┌─ Material provided

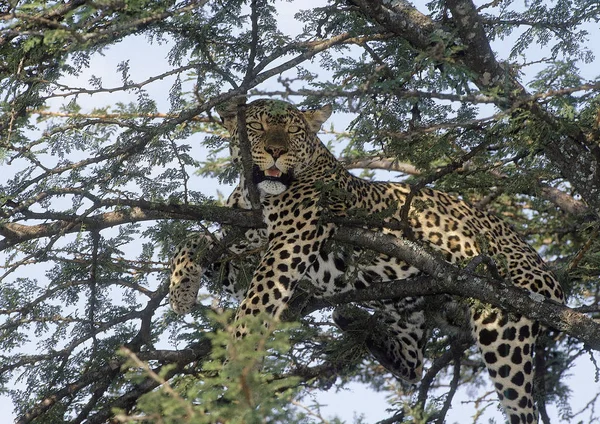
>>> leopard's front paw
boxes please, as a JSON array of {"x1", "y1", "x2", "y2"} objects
[{"x1": 169, "y1": 235, "x2": 210, "y2": 315}]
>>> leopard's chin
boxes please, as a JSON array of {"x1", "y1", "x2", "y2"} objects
[
  {"x1": 252, "y1": 165, "x2": 293, "y2": 195},
  {"x1": 257, "y1": 180, "x2": 287, "y2": 195}
]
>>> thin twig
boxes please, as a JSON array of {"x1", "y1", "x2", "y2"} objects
[{"x1": 435, "y1": 352, "x2": 462, "y2": 424}]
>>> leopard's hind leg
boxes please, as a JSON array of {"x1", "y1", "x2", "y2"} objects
[
  {"x1": 471, "y1": 307, "x2": 539, "y2": 424},
  {"x1": 334, "y1": 297, "x2": 427, "y2": 383}
]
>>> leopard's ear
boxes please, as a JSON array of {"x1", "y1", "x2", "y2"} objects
[
  {"x1": 302, "y1": 104, "x2": 332, "y2": 133},
  {"x1": 215, "y1": 95, "x2": 248, "y2": 130}
]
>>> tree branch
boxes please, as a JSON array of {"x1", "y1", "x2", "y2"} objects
[
  {"x1": 0, "y1": 201, "x2": 264, "y2": 250},
  {"x1": 326, "y1": 227, "x2": 600, "y2": 350}
]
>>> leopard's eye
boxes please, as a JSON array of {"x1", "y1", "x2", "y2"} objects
[
  {"x1": 288, "y1": 125, "x2": 302, "y2": 134},
  {"x1": 247, "y1": 122, "x2": 264, "y2": 131}
]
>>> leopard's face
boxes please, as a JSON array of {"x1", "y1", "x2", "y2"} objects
[{"x1": 218, "y1": 99, "x2": 332, "y2": 195}]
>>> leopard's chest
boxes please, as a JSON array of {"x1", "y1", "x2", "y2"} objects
[{"x1": 261, "y1": 182, "x2": 324, "y2": 232}]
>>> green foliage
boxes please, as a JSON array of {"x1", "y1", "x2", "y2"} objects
[{"x1": 116, "y1": 312, "x2": 311, "y2": 423}]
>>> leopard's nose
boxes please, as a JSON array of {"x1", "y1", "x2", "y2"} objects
[{"x1": 265, "y1": 145, "x2": 288, "y2": 159}]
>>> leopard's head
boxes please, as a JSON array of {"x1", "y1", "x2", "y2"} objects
[{"x1": 217, "y1": 98, "x2": 332, "y2": 195}]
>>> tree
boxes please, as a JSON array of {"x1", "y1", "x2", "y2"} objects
[{"x1": 1, "y1": 0, "x2": 600, "y2": 422}]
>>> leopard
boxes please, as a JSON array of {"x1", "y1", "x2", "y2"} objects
[{"x1": 169, "y1": 98, "x2": 565, "y2": 424}]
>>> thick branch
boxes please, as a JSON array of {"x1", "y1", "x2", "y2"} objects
[
  {"x1": 347, "y1": 0, "x2": 436, "y2": 51},
  {"x1": 0, "y1": 201, "x2": 264, "y2": 250},
  {"x1": 329, "y1": 227, "x2": 600, "y2": 349},
  {"x1": 444, "y1": 0, "x2": 513, "y2": 91}
]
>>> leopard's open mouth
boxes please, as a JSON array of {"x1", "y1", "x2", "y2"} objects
[
  {"x1": 252, "y1": 165, "x2": 293, "y2": 186},
  {"x1": 264, "y1": 166, "x2": 282, "y2": 179}
]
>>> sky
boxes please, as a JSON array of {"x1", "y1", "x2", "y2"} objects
[{"x1": 2, "y1": 0, "x2": 600, "y2": 423}]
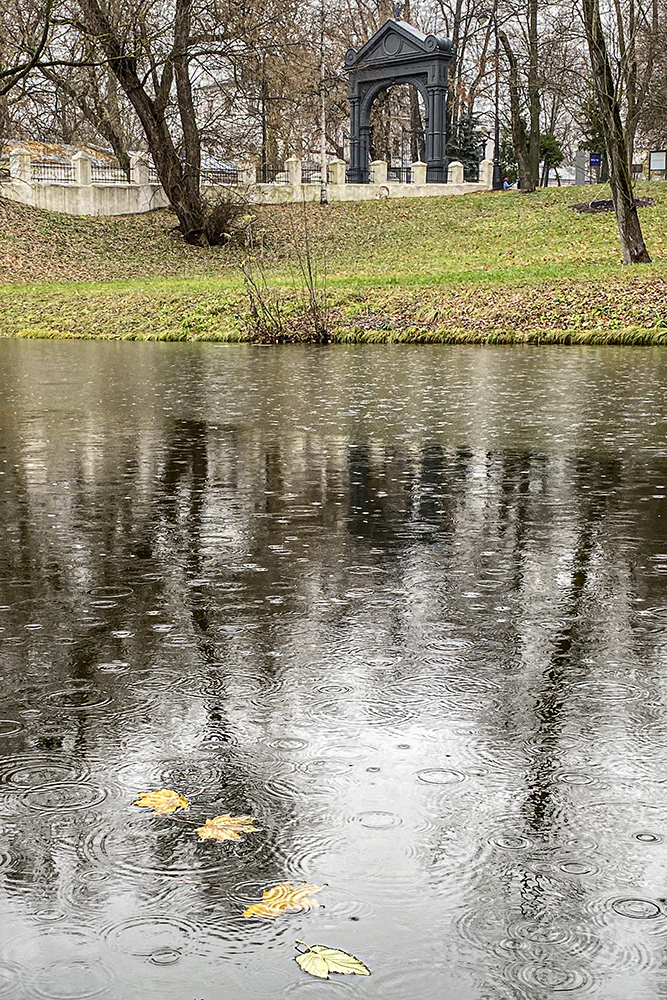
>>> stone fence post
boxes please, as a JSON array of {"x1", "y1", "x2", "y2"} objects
[
  {"x1": 130, "y1": 154, "x2": 150, "y2": 186},
  {"x1": 479, "y1": 159, "x2": 494, "y2": 189},
  {"x1": 328, "y1": 159, "x2": 346, "y2": 185},
  {"x1": 574, "y1": 149, "x2": 587, "y2": 185},
  {"x1": 239, "y1": 162, "x2": 257, "y2": 186},
  {"x1": 285, "y1": 157, "x2": 302, "y2": 186},
  {"x1": 370, "y1": 160, "x2": 387, "y2": 184},
  {"x1": 411, "y1": 161, "x2": 427, "y2": 185},
  {"x1": 448, "y1": 160, "x2": 464, "y2": 185},
  {"x1": 9, "y1": 148, "x2": 31, "y2": 184},
  {"x1": 72, "y1": 151, "x2": 92, "y2": 186}
]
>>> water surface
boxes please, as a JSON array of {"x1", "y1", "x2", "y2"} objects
[{"x1": 1, "y1": 341, "x2": 667, "y2": 999}]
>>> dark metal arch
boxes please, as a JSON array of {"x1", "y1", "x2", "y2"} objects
[
  {"x1": 345, "y1": 19, "x2": 453, "y2": 183},
  {"x1": 358, "y1": 76, "x2": 430, "y2": 126}
]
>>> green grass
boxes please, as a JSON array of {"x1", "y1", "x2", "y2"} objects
[{"x1": 2, "y1": 182, "x2": 667, "y2": 342}]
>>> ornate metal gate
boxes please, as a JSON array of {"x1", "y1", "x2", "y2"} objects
[{"x1": 345, "y1": 19, "x2": 453, "y2": 184}]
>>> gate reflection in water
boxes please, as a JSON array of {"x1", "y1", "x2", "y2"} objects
[{"x1": 0, "y1": 341, "x2": 666, "y2": 999}]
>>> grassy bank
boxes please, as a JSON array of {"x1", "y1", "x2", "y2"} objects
[{"x1": 3, "y1": 183, "x2": 667, "y2": 343}]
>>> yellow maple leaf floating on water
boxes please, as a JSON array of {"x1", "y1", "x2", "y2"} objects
[
  {"x1": 195, "y1": 814, "x2": 257, "y2": 842},
  {"x1": 295, "y1": 942, "x2": 371, "y2": 980},
  {"x1": 132, "y1": 788, "x2": 189, "y2": 815},
  {"x1": 243, "y1": 881, "x2": 324, "y2": 919}
]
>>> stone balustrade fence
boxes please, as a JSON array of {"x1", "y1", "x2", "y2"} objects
[{"x1": 1, "y1": 148, "x2": 492, "y2": 217}]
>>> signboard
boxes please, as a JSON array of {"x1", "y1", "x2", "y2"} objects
[
  {"x1": 650, "y1": 150, "x2": 666, "y2": 171},
  {"x1": 589, "y1": 153, "x2": 602, "y2": 168}
]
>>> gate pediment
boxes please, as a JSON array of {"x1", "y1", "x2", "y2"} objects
[{"x1": 345, "y1": 20, "x2": 452, "y2": 71}]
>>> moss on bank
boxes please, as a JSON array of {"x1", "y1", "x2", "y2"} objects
[
  {"x1": 2, "y1": 184, "x2": 667, "y2": 344},
  {"x1": 3, "y1": 278, "x2": 667, "y2": 345}
]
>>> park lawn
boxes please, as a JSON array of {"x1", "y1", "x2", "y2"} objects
[{"x1": 2, "y1": 181, "x2": 667, "y2": 343}]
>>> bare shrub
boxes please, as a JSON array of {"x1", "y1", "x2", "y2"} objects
[
  {"x1": 201, "y1": 187, "x2": 252, "y2": 246},
  {"x1": 241, "y1": 254, "x2": 288, "y2": 342},
  {"x1": 241, "y1": 203, "x2": 332, "y2": 343}
]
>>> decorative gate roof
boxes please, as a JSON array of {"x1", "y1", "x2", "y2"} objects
[{"x1": 344, "y1": 20, "x2": 452, "y2": 72}]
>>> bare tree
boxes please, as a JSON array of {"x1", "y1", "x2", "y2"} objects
[
  {"x1": 582, "y1": 0, "x2": 651, "y2": 262},
  {"x1": 69, "y1": 0, "x2": 207, "y2": 240},
  {"x1": 435, "y1": 0, "x2": 494, "y2": 127},
  {"x1": 497, "y1": 0, "x2": 540, "y2": 191},
  {"x1": 39, "y1": 63, "x2": 135, "y2": 176},
  {"x1": 638, "y1": 4, "x2": 667, "y2": 147},
  {"x1": 0, "y1": 0, "x2": 53, "y2": 148},
  {"x1": 611, "y1": 0, "x2": 660, "y2": 162},
  {"x1": 0, "y1": 0, "x2": 52, "y2": 98}
]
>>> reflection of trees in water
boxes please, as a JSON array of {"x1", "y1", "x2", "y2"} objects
[
  {"x1": 1, "y1": 428, "x2": 662, "y2": 740},
  {"x1": 499, "y1": 456, "x2": 622, "y2": 957},
  {"x1": 379, "y1": 447, "x2": 663, "y2": 983},
  {"x1": 520, "y1": 454, "x2": 624, "y2": 836},
  {"x1": 1, "y1": 409, "x2": 667, "y2": 947}
]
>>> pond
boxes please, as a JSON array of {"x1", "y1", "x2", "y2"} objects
[{"x1": 0, "y1": 340, "x2": 667, "y2": 1000}]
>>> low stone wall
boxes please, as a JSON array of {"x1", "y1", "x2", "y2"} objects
[
  {"x1": 251, "y1": 180, "x2": 487, "y2": 204},
  {"x1": 0, "y1": 149, "x2": 493, "y2": 217},
  {"x1": 2, "y1": 149, "x2": 170, "y2": 217},
  {"x1": 250, "y1": 156, "x2": 490, "y2": 203},
  {"x1": 3, "y1": 178, "x2": 169, "y2": 216}
]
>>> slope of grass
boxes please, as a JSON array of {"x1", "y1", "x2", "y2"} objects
[{"x1": 2, "y1": 182, "x2": 667, "y2": 343}]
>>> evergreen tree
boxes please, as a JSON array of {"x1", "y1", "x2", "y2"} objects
[
  {"x1": 447, "y1": 112, "x2": 485, "y2": 181},
  {"x1": 539, "y1": 133, "x2": 564, "y2": 185},
  {"x1": 499, "y1": 130, "x2": 518, "y2": 184}
]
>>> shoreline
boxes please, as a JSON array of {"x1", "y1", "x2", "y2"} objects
[
  {"x1": 2, "y1": 275, "x2": 667, "y2": 346},
  {"x1": 3, "y1": 326, "x2": 667, "y2": 346}
]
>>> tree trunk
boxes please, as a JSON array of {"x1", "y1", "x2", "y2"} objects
[
  {"x1": 410, "y1": 88, "x2": 424, "y2": 161},
  {"x1": 526, "y1": 0, "x2": 541, "y2": 188},
  {"x1": 173, "y1": 0, "x2": 201, "y2": 205},
  {"x1": 100, "y1": 70, "x2": 131, "y2": 179},
  {"x1": 370, "y1": 89, "x2": 391, "y2": 164},
  {"x1": 0, "y1": 34, "x2": 9, "y2": 141},
  {"x1": 499, "y1": 31, "x2": 534, "y2": 192},
  {"x1": 582, "y1": 0, "x2": 651, "y2": 263},
  {"x1": 0, "y1": 92, "x2": 8, "y2": 151}
]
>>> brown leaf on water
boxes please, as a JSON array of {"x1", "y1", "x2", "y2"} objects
[
  {"x1": 195, "y1": 814, "x2": 257, "y2": 842},
  {"x1": 243, "y1": 882, "x2": 324, "y2": 919},
  {"x1": 132, "y1": 788, "x2": 189, "y2": 814}
]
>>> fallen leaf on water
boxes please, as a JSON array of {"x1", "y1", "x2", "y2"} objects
[
  {"x1": 296, "y1": 949, "x2": 329, "y2": 979},
  {"x1": 132, "y1": 789, "x2": 189, "y2": 814},
  {"x1": 295, "y1": 941, "x2": 371, "y2": 979},
  {"x1": 195, "y1": 814, "x2": 257, "y2": 841},
  {"x1": 243, "y1": 882, "x2": 324, "y2": 919},
  {"x1": 310, "y1": 946, "x2": 372, "y2": 976}
]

└─

### Action item
From the records above, tally every line that includes the word "reflection" and reply with the total by itself.

### Response
2